## SET PROBLEM
Pick up the piece below about the Breiðavik boulder and keep writing from its last sentence.
-- Begin DOCUMENT --
On the shore of the bay at Breiðavik, this boulder hints at the extraordinary clarity of the light by the sea, in north west Iceland
Setting aside nesting Russians, this is a picture of an object, a boulder, a perfectly ordinary boulder. It is clearly a picture of one boulder, not two, or many. It is exactly what we mean by one
object.
However, clearly the picture is not the boulder, so there is both the picture and the boulder. Well, of course, but it is the boulder 'itself' which remains one. Immediately the boulder is withdrawing from us. What is this boulder 'itself'? This page approaches that question concretely;
'Many Worlds'
follows a more academic line.
We can imagine a series based on the picture above, which goes as follows:
(A) The boulder in the picture has a chunk removed from the top, it could mean it was used to make an axe head, this is not a serious suggestion, but should it have been so, then the boulder would have a place in a culture as a source of material, and as such the boulder would have significance and meaning within that culture.
(B) Whether or not it has any cultural significance this boulder is, in any case, an example of what we mean by the word 'boulder', and we can label endless other similar boulders; this is a linguistic counterpart to the boulder, and let's us talk with other people about boulders.
-- End DOCUMENT --
-- Begin ITEMS --
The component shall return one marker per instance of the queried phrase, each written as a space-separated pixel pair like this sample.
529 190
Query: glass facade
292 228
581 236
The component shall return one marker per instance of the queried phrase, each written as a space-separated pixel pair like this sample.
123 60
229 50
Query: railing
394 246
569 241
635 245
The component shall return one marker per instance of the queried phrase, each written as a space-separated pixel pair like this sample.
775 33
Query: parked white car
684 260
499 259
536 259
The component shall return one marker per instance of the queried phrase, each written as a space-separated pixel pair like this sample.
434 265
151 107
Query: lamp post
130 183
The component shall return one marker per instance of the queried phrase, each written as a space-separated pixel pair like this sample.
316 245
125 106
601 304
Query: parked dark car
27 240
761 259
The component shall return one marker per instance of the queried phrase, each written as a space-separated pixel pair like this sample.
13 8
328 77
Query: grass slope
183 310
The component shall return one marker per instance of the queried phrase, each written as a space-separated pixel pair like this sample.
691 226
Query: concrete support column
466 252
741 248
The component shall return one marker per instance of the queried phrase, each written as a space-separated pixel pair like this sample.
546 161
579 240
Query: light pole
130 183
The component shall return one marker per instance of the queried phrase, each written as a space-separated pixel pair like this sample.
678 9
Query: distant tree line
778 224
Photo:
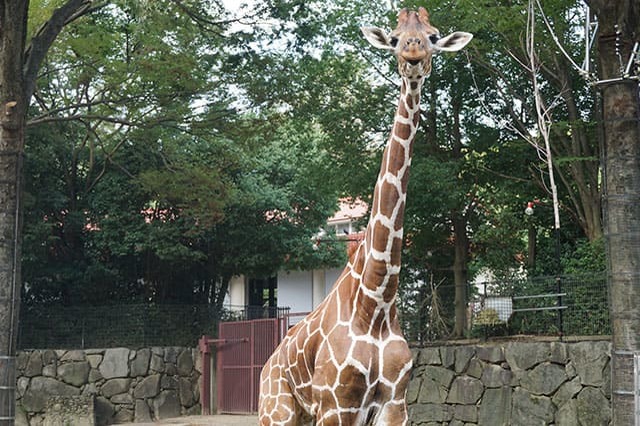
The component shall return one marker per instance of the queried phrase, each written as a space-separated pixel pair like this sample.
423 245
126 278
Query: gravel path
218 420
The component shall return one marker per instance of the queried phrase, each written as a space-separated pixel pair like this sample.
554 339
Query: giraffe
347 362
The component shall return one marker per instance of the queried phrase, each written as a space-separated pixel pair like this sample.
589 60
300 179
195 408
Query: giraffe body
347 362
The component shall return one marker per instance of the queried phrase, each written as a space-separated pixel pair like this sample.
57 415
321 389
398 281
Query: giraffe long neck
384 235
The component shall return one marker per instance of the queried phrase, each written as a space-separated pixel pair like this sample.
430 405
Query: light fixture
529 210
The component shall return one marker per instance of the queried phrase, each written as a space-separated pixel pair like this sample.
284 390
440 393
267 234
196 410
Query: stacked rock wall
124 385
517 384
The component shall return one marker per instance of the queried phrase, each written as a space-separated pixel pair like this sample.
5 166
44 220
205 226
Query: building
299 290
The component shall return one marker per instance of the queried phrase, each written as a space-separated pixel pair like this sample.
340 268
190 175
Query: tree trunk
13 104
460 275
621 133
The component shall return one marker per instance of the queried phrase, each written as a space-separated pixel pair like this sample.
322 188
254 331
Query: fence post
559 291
-- End ITEMS --
-- Begin ITEMS --
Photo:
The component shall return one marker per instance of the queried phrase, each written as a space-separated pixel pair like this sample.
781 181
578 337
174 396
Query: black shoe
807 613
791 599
-- End ITEMS --
## RESULT
(C) Then again this boulder is one among many on the beach, without language we can still walk among them, sit on them, and experience them; those are perceived boulders.
(D) Behind my intention to go and sit on my perceived favourite boulder lies the sensations of doing so; the visual object that I do not fall over, the feel of the stone to my touch, and the sounds associated with it. These occur before I come to see it as a single object which I can have as an intended part of my life.
(E) Beyond the sensations, deeply hidden from us, is the boulder of physics which gives rise to those sensations, the boulder that we know is more than 99.9% space, the boulder that has no colour of itself, and no hard edges that distinguish it from its surroundings.
(F) Finally we might want to add that there is that which gives rise to the hidden boulder, Kant calls these the
noumena,
and about this we can say nothing.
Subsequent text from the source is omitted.